TEXT PROVIDED -
__________

Room for nuance
Open up to the benefits of tuning into your personal grey zone
‘Grey is the colour of intellect, knowledge and wisdom. It is perceived as classic, refined, dignified and conservative. Grey is a perfect neutral that lives between the extremes of black and white’
UNKNOWN
Many people are conditioned into black-and-white thinking from childhood: good and bad, sad and happy, right and wrong. As adults, it’s easy to lean into these extremes to feel safe and make sense of life. But in doing so, it’s also easy to eliminate possibilities, desires and opportunities that fall into the socalled grey area that lies in between.
Also known as dichotomous thinking (a way of thinking in extreme opposites), it’s something that Albert Ellis, psychologist, psychotherapist and founder of rational-emotive behaviour therapy, refers to as ‘should-ing’, expanding on a theme first explored by German psychoanalyst Karen Horney. According to Ellis, when you constantly make ‘should’ statements, such as ‘I should have taken that job’ or ‘I really should go to the gym’, you block the ability to see and materialise your desires and wishes.
Beyond black-and-white thinking
When a person lives their life by rigid rules based on inaccurate expectations on how life needs to be, this can stir up anger and confusion. ‘I think we seek the black and white because there feels to be more predictability there,’ says psychotherapist, speaker and author Anna Mathur. ‘We like to know that we’re doing the right thing, but we have this continuous dissonance in this knowledge that, [while] we want certainty and clarity, if we can accept that we’re never going to have it (all the time), we can live far more contentedly.’

__________

Source data
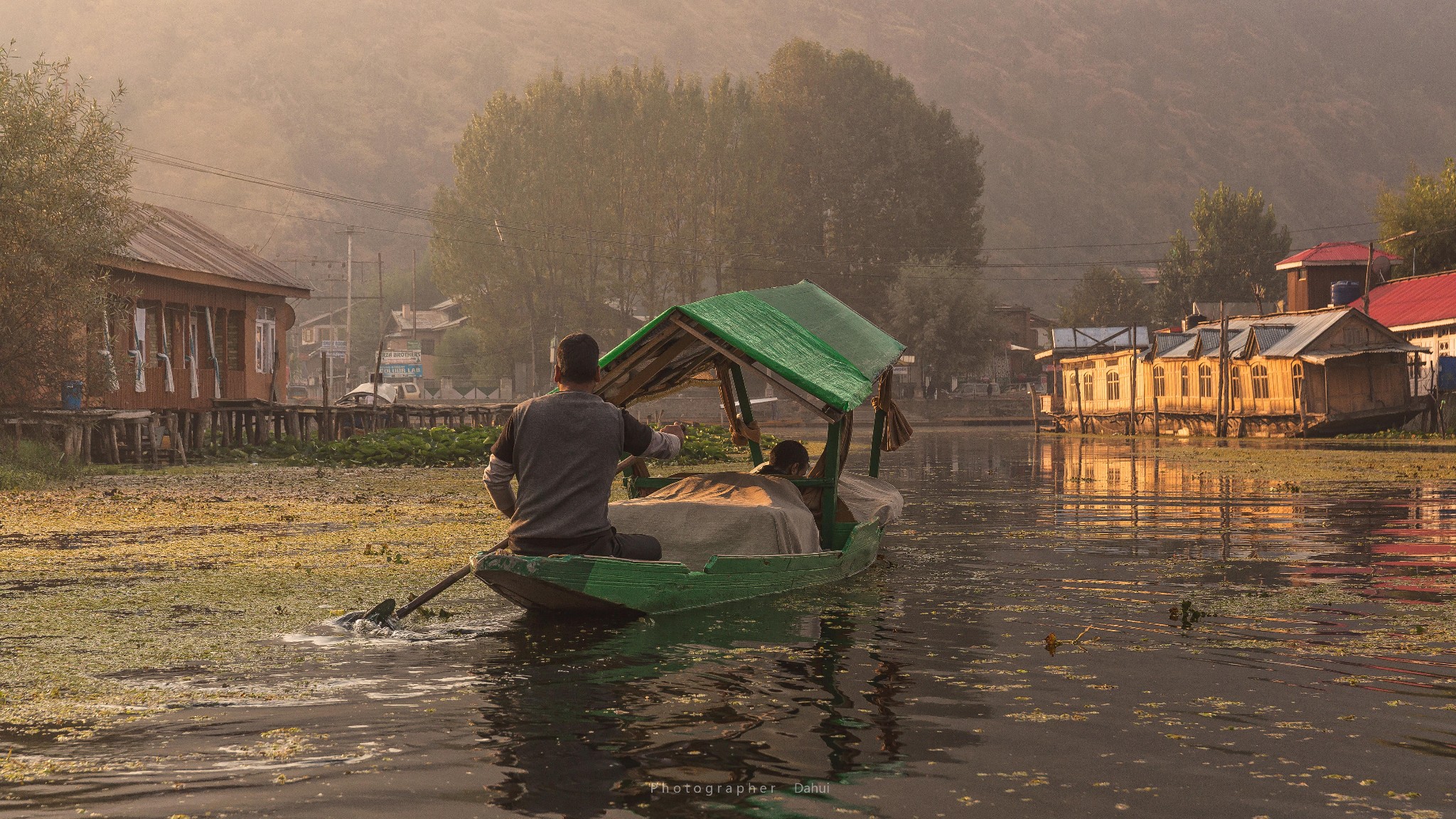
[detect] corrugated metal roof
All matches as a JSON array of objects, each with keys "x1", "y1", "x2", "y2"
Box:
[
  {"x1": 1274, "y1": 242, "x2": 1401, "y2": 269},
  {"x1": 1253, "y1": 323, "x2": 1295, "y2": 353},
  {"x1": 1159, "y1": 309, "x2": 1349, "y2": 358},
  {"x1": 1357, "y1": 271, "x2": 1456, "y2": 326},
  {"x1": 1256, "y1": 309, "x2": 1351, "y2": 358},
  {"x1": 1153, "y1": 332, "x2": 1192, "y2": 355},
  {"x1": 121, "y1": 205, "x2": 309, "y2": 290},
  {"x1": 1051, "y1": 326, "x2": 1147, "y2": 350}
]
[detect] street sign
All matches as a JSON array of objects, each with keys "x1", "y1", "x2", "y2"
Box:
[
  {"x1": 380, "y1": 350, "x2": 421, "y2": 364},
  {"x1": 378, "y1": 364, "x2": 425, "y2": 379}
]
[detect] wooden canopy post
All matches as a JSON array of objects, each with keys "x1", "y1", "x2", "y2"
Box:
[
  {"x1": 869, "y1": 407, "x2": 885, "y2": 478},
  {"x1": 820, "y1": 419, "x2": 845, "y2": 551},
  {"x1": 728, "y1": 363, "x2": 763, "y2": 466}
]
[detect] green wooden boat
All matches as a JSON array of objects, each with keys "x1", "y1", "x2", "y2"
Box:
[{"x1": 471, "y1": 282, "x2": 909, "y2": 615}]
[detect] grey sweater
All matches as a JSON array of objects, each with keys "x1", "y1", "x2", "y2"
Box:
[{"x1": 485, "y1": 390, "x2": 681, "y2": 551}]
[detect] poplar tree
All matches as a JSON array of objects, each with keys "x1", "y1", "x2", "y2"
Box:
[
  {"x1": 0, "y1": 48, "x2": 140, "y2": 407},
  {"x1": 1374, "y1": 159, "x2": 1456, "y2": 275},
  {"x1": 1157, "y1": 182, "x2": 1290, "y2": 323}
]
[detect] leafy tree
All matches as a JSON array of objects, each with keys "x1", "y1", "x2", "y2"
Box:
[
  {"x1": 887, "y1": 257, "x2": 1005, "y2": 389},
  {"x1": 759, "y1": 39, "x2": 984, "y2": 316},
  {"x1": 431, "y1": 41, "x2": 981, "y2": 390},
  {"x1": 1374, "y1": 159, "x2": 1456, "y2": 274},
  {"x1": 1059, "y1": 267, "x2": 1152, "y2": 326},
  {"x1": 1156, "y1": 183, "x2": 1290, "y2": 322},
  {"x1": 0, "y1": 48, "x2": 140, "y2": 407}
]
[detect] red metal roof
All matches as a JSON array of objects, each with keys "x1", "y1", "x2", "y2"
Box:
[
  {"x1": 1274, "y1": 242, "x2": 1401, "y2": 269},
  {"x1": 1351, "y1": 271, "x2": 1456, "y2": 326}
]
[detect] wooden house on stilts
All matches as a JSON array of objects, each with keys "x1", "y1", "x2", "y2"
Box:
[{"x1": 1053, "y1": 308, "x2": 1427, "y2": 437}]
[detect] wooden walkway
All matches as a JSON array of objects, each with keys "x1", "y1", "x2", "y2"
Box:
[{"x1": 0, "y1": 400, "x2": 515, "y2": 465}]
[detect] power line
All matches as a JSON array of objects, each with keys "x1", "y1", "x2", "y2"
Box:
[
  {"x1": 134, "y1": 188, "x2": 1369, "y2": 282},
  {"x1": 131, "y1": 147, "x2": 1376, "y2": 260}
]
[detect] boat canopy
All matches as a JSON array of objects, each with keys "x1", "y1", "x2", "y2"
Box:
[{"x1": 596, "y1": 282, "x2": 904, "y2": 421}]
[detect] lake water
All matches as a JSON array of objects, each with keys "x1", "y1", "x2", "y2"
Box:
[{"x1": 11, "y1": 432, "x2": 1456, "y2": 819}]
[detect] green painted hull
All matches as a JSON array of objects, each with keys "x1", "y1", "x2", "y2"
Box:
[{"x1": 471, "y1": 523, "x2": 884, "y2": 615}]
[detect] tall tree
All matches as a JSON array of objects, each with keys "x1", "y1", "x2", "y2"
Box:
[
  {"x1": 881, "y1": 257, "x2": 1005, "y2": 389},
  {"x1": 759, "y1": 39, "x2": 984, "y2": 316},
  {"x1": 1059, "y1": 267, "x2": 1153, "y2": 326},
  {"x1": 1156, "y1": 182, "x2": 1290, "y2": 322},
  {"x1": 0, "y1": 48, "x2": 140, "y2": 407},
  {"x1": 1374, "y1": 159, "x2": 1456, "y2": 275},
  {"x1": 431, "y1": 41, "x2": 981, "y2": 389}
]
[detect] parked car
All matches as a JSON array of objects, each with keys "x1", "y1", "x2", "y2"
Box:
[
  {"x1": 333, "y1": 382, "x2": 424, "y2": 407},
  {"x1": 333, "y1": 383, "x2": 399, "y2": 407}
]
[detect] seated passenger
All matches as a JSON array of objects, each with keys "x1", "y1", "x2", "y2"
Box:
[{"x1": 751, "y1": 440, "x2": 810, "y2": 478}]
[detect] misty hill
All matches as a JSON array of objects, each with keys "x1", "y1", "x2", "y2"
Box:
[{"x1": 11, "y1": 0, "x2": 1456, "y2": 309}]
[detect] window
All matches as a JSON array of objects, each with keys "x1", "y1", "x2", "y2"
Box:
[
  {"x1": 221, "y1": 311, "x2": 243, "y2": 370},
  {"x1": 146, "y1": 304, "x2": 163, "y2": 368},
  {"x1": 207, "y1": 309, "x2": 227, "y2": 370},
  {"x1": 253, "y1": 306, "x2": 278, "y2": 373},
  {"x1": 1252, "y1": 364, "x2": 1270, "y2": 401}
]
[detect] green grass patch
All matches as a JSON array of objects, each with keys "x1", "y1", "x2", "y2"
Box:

__________

PROBLEM 1 - List every person named in the grey-zone article.
PROBLEM 2 - According to the grey-zone article, what does Albert Ellis call dichotomous thinking?
PROBLEM 3 - Output the passage of the grey-zone article starting with "Room for nuance" and going on through "lies in between.".

SOLUTION 1 - Albert Ellis, Karen Horney, Anna Mathur

SOLUTION 2 - He calls it "should-ing."

SOLUTION 3 -
Room for nuance
Open up to the benefits of tuning into your personal grey zone
‘Grey is the colour of intellect, knowledge and wisdom. It is perceived as classic, refined, dignified and conservative. Grey is a perfect neutral that lives between the extremes of black and white’
UNKNOWN
Many people are conditioned into black-and-white thinking from childhood: good and bad, sad and happy, right and wrong. As adults, it’s easy to lean into these extremes to feel safe and make sense of life. But in doing so, it’s also easy to eliminate possibilities, desires and opportunities that fall into the socalled grey area that lies in between.